+++ Supplied data

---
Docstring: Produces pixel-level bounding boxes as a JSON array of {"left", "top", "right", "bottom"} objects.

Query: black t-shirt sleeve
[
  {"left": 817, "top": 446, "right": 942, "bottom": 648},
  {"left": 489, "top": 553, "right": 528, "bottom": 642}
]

++++++

Task:
Can you rewrite every line of the items above as a Markdown table with the columns No. and Line, numbering each row and leaving out the blank lines?

Solved exercise:
| No. | Line |
|---|---|
| 1 | --- |
| 2 | Docstring: Produces pixel-level bounding boxes as a JSON array of {"left", "top", "right", "bottom"} objects. |
| 3 | Query: black t-shirt sleeve |
| 4 | [ |
| 5 |   {"left": 817, "top": 446, "right": 942, "bottom": 648}, |
| 6 |   {"left": 489, "top": 553, "right": 528, "bottom": 642} |
| 7 | ] |